**Required work:** Return every line below as is, leaving out the pictures.

↓↓↓

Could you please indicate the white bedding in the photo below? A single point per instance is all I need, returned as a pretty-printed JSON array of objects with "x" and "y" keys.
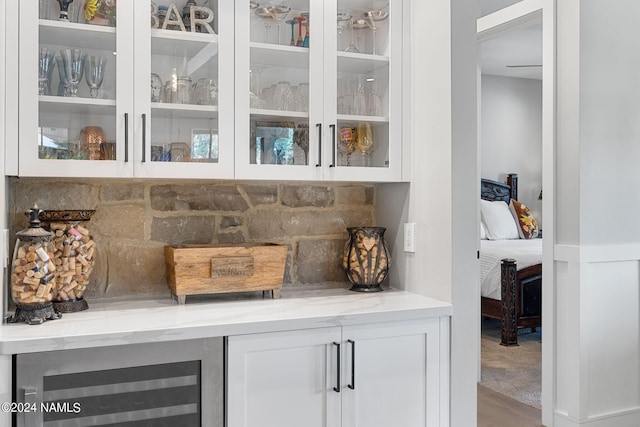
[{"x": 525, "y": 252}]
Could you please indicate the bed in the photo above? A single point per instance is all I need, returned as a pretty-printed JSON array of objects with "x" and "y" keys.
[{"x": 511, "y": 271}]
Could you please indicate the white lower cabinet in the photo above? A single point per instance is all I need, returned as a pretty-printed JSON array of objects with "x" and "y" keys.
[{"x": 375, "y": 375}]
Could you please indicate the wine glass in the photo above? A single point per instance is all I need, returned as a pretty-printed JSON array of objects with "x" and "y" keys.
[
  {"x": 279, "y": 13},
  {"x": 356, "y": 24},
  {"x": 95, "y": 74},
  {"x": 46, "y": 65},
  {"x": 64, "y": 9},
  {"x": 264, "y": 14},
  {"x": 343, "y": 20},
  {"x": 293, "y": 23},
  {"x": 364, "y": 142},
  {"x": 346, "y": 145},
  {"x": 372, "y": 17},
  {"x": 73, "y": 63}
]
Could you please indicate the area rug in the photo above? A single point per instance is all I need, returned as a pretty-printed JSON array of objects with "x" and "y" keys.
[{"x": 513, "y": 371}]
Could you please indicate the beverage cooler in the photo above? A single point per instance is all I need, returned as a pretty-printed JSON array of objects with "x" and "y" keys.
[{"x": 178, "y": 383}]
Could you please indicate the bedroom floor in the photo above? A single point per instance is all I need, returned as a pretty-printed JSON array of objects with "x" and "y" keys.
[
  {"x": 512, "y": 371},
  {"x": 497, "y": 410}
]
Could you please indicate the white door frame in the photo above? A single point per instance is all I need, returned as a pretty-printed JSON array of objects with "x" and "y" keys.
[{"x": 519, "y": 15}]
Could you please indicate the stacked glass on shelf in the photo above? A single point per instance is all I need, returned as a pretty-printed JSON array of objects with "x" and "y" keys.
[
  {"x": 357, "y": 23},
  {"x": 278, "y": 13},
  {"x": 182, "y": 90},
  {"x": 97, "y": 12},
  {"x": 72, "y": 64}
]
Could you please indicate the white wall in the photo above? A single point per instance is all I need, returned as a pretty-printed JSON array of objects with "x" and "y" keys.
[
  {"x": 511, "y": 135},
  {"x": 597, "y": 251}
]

↑↑↑

**Task result:**
Could you please indicate the white bedding in the photo below? A single point per instance is all I need, returned as a pretty-printed JSON array of objects with "x" and "y" keys.
[{"x": 525, "y": 252}]
Could you please indicate the bed in the photo above? A single point per instance is all I need, returned as a pretty-printed JSON array of objects with "x" and "y" keys.
[{"x": 511, "y": 271}]
Could you please indicate the white lower cabinet in the photo above? A single point per instance is all I need, returned as a pretty-printed JSON array of objects with "x" and "y" keys.
[{"x": 375, "y": 375}]
Could you please indicate the wine glass in the photo above? A single point per instance is all I need, returned as a pretty-printed JSON array of objects with "x" and "y" keys.
[
  {"x": 279, "y": 13},
  {"x": 356, "y": 24},
  {"x": 95, "y": 74},
  {"x": 46, "y": 65},
  {"x": 64, "y": 9},
  {"x": 264, "y": 14},
  {"x": 343, "y": 20},
  {"x": 293, "y": 23},
  {"x": 364, "y": 142},
  {"x": 346, "y": 145},
  {"x": 372, "y": 17},
  {"x": 73, "y": 63}
]
Could you please indicate the area rug in the photo above? A single point per instance is all I need, returned as a pretty-printed JSON array of objects with "x" and "y" keys.
[{"x": 513, "y": 371}]
Could you please indicate the beverage cooler in the photo above? A single point per instance is all I need, returned as a pretty-printed JSON array of objects with "x" and "y" keys.
[{"x": 178, "y": 383}]
Could you please indicate the bedroom floor in the photo above? A single point per instance is all I need, returned as a pretty-printed JSON array of objects with "x" and "y" keys.
[
  {"x": 512, "y": 371},
  {"x": 497, "y": 410}
]
Could you please indicate the white door frame in the photo above? A single point per instance is all I need, returned as a pretty-printed JSON array of objects with "x" and "y" keys.
[{"x": 519, "y": 15}]
Could you please indicate the stacked glass on shelf in the photo above? A single point per instance is all I need, returned as a pretty-printed JSON array of objects with "x" and "y" keys.
[
  {"x": 357, "y": 23},
  {"x": 278, "y": 13},
  {"x": 182, "y": 90},
  {"x": 97, "y": 12},
  {"x": 72, "y": 64}
]
Could you please indicate the white wall in the photo above? A single point per instance is all I need, returned as a pretty-printed JSON array of objects with "x" and "y" keys.
[
  {"x": 511, "y": 135},
  {"x": 597, "y": 251}
]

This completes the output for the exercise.